Jay. My brother. We are on the same page. Modern Grecian should have never hit the show circuit. People always forget that there where two brothers with the last name Barris. Bill Hines. We all love that little hunched over cigar smoking gent. But admit it, he has built some FUGLY cars. My gist, don't build a ugly custom. Learn from the mistakes. Take from the good. Build your beauty.
Since people started customizing cars, there have been ugly customs! Heck I'm surprised with all the knowledge we have today, and all the inspiration that can be found online and in magazines that people still build ugly cars I guess it all comes down to bad skills and bad taste. I agree, some of the customs back in the late 1950s and 1960s were **** ugly, but the guys were experimenting, competing with the "wild" cars coming out of Detroit, and competing for attention and prices at the shows....what I have learned is that you sometime have to see the cars with your own eyes before you can judge them...since I first saw the Trendero in Piero's Mad Fabricators DVD I have always thought that that car looked like a freak...seing it in person made me change my mind.... I can't say that it is a beauty, but I liked it after I saw it and "experienced" it at the Kustoms Then and Now show: The same goes with the Joe Wilhelm built Mark I Mist...I must admit that it's not a beauty...but I wouldn't judge it until I have seen it in real person...

___

● Exercise instructions
**A)** Count how many lines of the records contain the string "white", treating case as significant, and reply with only that number.
**B)** Extend the custom car discussion, picking up right after its final sentence.
The custom car discussion and the records have unrelated origins.

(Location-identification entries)
___

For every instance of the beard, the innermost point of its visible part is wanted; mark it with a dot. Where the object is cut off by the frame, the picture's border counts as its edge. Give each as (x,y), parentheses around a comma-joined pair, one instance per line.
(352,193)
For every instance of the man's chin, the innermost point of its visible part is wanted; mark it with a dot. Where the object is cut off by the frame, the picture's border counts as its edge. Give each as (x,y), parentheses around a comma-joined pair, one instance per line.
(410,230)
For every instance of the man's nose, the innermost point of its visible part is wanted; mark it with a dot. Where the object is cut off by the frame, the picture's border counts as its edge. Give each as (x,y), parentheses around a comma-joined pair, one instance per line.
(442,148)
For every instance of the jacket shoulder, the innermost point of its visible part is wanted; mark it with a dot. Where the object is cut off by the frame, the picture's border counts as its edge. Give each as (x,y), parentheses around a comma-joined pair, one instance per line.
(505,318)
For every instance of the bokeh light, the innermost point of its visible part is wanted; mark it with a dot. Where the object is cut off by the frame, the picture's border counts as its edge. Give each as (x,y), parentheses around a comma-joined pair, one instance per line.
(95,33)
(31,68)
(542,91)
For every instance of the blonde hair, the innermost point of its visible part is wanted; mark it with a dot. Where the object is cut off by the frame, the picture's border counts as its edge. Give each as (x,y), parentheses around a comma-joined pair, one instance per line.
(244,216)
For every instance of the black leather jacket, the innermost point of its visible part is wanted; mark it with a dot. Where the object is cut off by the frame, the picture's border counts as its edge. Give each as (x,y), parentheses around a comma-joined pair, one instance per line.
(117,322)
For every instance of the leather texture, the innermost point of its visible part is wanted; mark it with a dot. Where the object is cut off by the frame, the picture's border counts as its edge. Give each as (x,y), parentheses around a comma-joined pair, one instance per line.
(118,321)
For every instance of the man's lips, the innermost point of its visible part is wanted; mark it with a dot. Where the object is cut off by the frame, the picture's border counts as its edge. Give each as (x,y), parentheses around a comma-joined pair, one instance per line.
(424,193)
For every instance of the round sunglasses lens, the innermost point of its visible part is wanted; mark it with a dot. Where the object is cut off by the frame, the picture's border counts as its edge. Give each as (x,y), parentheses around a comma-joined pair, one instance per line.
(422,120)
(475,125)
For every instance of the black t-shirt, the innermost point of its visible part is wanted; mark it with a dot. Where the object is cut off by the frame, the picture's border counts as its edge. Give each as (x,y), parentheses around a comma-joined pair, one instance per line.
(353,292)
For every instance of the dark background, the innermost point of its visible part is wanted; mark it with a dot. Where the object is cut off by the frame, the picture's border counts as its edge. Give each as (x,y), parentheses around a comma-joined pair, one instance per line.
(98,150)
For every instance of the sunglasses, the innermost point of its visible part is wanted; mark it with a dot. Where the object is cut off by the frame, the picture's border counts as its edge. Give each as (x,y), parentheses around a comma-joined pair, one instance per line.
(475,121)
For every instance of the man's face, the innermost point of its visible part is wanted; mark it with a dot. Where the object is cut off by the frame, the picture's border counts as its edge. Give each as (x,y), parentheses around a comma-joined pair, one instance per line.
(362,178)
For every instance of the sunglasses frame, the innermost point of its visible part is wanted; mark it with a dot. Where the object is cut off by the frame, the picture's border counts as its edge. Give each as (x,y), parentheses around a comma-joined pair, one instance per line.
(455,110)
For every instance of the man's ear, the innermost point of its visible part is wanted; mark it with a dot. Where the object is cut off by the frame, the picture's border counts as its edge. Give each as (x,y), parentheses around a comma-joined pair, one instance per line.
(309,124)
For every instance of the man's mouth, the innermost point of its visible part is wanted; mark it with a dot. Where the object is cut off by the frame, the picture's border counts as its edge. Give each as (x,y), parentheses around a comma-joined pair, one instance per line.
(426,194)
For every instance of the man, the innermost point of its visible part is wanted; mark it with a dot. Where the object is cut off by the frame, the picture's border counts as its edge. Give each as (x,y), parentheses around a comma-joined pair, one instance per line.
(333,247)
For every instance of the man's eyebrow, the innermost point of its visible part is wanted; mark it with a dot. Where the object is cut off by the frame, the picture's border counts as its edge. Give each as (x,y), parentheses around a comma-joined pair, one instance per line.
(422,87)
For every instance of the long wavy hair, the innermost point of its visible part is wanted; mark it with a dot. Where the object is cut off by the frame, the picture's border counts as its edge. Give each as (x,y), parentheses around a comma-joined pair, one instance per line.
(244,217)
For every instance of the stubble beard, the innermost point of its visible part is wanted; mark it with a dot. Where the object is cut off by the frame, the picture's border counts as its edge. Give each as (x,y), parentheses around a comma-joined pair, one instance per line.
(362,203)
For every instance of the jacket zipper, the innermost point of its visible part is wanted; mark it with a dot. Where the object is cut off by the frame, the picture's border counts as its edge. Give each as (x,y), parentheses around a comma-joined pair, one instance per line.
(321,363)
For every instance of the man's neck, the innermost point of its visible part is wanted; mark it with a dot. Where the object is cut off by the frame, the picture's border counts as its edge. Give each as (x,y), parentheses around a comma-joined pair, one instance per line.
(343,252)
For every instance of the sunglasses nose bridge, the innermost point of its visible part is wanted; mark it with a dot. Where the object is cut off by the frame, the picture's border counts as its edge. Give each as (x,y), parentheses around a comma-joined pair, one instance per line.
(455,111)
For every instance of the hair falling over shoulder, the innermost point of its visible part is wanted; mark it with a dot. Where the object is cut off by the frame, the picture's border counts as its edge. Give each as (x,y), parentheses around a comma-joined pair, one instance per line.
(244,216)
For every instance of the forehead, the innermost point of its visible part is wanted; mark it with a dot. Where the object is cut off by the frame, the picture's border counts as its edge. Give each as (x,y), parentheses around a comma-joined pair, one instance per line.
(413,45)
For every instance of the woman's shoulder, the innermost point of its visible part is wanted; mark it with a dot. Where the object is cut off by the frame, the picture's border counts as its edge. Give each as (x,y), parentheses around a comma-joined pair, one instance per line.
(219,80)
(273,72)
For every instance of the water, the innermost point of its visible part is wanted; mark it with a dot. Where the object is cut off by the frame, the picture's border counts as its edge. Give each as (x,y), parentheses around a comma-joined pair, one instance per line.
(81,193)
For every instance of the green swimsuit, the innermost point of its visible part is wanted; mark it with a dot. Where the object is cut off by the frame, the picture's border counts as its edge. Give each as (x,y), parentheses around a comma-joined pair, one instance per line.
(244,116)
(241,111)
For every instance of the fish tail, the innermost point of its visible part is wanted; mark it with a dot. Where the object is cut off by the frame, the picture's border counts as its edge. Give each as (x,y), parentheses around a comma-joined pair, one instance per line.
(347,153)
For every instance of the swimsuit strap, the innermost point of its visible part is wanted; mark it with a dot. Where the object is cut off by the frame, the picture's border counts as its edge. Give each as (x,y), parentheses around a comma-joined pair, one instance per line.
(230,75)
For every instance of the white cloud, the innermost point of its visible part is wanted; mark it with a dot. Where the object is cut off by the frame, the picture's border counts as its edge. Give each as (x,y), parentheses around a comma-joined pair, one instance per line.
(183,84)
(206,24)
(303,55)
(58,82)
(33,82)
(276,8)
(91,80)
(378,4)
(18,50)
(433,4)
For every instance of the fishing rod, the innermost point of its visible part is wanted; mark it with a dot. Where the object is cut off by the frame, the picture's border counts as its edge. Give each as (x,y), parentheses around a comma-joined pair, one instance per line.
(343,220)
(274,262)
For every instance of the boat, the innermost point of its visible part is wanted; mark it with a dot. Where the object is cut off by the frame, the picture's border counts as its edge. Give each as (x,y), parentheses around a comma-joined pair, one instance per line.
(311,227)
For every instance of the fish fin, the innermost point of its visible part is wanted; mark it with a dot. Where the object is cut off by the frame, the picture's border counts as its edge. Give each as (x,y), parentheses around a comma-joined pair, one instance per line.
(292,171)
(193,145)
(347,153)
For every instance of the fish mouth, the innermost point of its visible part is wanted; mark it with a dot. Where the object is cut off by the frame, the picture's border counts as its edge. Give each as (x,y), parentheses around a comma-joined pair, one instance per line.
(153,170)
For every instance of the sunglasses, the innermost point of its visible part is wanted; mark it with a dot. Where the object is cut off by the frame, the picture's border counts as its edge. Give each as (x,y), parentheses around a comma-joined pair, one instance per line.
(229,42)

___

● Answers below
**A)** 1

**B)**
I can't speak for the fifties. I was not there. But my fifteen year old mind remembers seeing a few full- on customs (of the time) and thinking- 'that ****s- no way around it'.
I don't know if it strictly fits the category as a Kustom since, in the mind of the builder it was a prototype, but Father Alfred Juliano's 1957 Aurora "safety car" does display some rather questionable styling. Can't post a pic because I'm on my iPod, but Google it if you are unfamiliar with it and you will see what I mean. I'm sure it was considered wild stuff for the time, but looking at it now..... Funny thing is that it is another '50s era Connecticut project, like the Marratta Merc. Maybe it was something in the air or water up here back then!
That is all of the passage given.